Through the Nature Cure treatment of typhoid fever, the mortality of this disease has been reduced from over fifty percent under the old drug treatment to less than five percent under the water treatment.
But the average medical practitioner has not yet learned from the Nature Cure school, that the same simple fasting and cold water which cure typhoid fever so effectively, will just as surely and easily cure every other form of acute disease, as, for instance, scarlet fever, diphtheria, smallpox, cerebrospinal meningitis, appendicitis, etc. Therefore, we claim that there is no necessity for the employment of poisonous drugs, serums and antitoxins for this purpose.
Referring to the last two sentences of Dr. Osler’s article, homeopaths have, as a matter of fact, lost less patients than allopaths. The effect of homeopathic medicine, moreover, is not altogether negative, as Dr. Osler implies. The discovery of the minute cell as the basis of the human organism on the one hand and of the unlimited divisibility of matter on the other hand explains the rationality of the infinitesimal dose. Health and disease are resident in the cell; therefore, the homeopath doctors the cell, and the size of the dose has to be apportioned to the size of the patient.

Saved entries
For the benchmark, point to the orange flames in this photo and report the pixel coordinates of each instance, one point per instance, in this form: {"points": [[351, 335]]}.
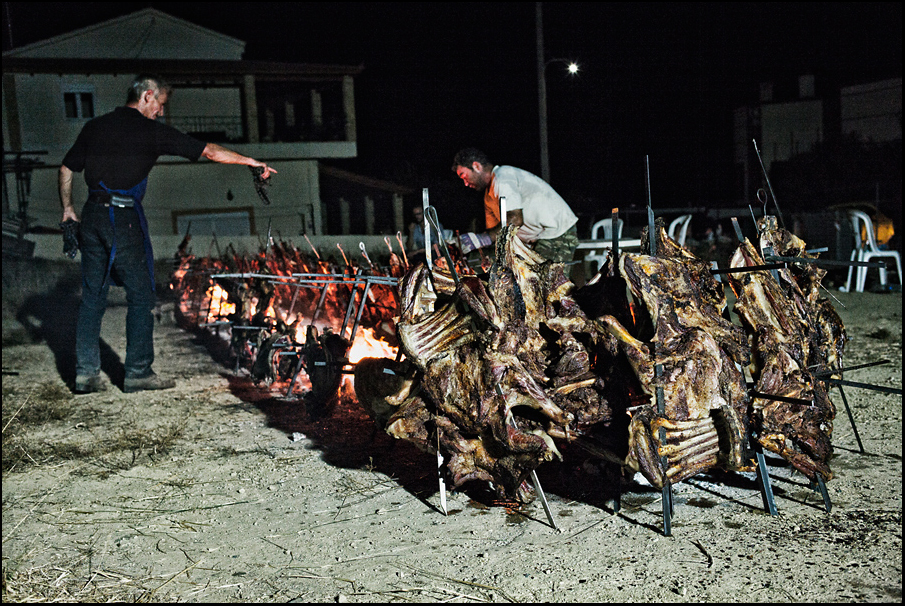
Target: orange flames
{"points": [[220, 305]]}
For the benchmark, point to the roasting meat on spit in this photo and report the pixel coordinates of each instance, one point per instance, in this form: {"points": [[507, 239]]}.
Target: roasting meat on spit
{"points": [[497, 368], [791, 328], [705, 402]]}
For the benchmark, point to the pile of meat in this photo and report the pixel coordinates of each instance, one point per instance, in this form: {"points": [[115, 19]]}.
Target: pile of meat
{"points": [[644, 358], [496, 368], [795, 334]]}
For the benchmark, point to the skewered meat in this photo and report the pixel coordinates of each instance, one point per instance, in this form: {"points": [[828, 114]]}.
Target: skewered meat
{"points": [[705, 403], [799, 432], [503, 364], [801, 283]]}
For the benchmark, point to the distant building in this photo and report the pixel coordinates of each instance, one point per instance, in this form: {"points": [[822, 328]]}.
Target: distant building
{"points": [[288, 115], [790, 120]]}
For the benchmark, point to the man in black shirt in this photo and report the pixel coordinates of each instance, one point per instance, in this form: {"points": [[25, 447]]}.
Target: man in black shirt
{"points": [[117, 152]]}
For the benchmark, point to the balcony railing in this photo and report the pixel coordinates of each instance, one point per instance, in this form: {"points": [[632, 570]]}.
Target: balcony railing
{"points": [[211, 129]]}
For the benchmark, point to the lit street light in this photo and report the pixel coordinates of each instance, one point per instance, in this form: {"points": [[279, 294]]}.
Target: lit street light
{"points": [[542, 64]]}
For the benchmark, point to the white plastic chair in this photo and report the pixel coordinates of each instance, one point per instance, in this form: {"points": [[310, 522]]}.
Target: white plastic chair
{"points": [[680, 224], [598, 256], [867, 250]]}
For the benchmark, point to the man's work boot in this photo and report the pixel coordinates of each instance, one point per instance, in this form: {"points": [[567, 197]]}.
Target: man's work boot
{"points": [[152, 381], [89, 384]]}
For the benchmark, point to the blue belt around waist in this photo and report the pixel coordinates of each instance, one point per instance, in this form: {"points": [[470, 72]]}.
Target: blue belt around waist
{"points": [[112, 199]]}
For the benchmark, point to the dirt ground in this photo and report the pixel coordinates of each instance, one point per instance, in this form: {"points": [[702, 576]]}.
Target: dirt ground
{"points": [[218, 490]]}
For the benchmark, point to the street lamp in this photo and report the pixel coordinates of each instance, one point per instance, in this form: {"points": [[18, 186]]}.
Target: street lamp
{"points": [[542, 64]]}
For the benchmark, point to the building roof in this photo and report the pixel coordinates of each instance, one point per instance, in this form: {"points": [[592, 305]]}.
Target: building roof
{"points": [[145, 34]]}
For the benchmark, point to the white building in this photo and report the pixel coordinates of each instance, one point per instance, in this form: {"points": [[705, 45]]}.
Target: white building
{"points": [[288, 115]]}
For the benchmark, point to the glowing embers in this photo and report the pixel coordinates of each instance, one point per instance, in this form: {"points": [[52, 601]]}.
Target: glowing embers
{"points": [[297, 330]]}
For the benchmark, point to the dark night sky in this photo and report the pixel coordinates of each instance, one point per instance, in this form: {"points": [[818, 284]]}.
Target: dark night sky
{"points": [[657, 79]]}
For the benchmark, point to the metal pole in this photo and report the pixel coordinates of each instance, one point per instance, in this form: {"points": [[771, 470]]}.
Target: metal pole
{"points": [[542, 93]]}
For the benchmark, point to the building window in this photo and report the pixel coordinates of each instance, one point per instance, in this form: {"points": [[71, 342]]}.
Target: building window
{"points": [[214, 222], [79, 105]]}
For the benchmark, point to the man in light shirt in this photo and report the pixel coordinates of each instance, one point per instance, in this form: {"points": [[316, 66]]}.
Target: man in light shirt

### Problems to work on
(1) In the Nature Cure text, rewrite the passage starting at "Through the Nature" and ending at "for this purpose.", swapping "typhoid fever" for "enteric fever".
(2) Using the Nature Cure text, answer these questions:
(a) Under the water treatment, to what level has typhoid fever mortality been reduced?
(b) Which two simple means does it say cure typhoid fever?
(c) Where does it say health and disease are resident?
(3) Please write what comes next in the Nature Cure text, beginning after its final sentence.

### Activity answers
(1)
Through the Nature Cure treatment of enteric fever, the mortality of this disease has been reduced from over fifty percent under the old drug treatment to less than five percent under the water treatment.
But the average medical practitioner has not yet learned from the Nature Cure school, that the same simple fasting and cold water which cure enteric fever so effectively, will just as surely and easily cure every other form of acute disease, as, for instance, scarlet fever, diphtheria, smallpox, cerebrospinal meningitis, appendicitis, etc. Therefore, we claim that there is no necessity for the employment of poisonous drugs, serums and antitoxins for this purpose.

(2)
(a) To less than five percent.
(b) Fasting and cold water.
(c) In the cell.

(3)
When Dr. Osler says that most drugs have no effect whatsoever, he makes a serious misstatement. While they may not contribute anything to the cure of the disease for which they are given, they are often very harmful in themselves.
Almost every virulent poison known to man is found in allopathic prescriptions. It is now positively proved by the Diagnosis from the Eye that these poisons have a tendency to accumulate in the system, to concentrate in certain parts and organs for which they have a special affinity and then to cause continual irritation and actual destruction of tissues. By far the greater part of all chronic diseases are created or complicated on the one hand by the suppression of acute diseases by means of drug poisons, and on the other hand through the destructive effects of the drugs themselves.
Dr. Schwenninger, the medical adviser of Prince Bismarck, and later of Richard Wagner, the great composer, has published a book entitled The Doctor. This work is the most scathing arraignment and condemnation of modern medical practice, especially of poisonous drugs and of surgery. Dr. Treves, the body physician of the late King Edward of England, is no less outspoken in his denunciation of drugging than Drs. Osler and Schwenninger.
Just a few men like these, foremost in the medical profession, who have achieved financial and scientific independence, can afford to speak so frankly. The great majority of physicians, even though they know better, continue in the old ruts so as to be considered ethical and orthodox, and in order to hold their practice. It is not the medical profession that has brought about this reform in the treatment of typhoid fever and other diseases. They have been forced into the adoption of the more advanced natural methods through the pressure of the Nature Cure movement in Germany and elsewhere.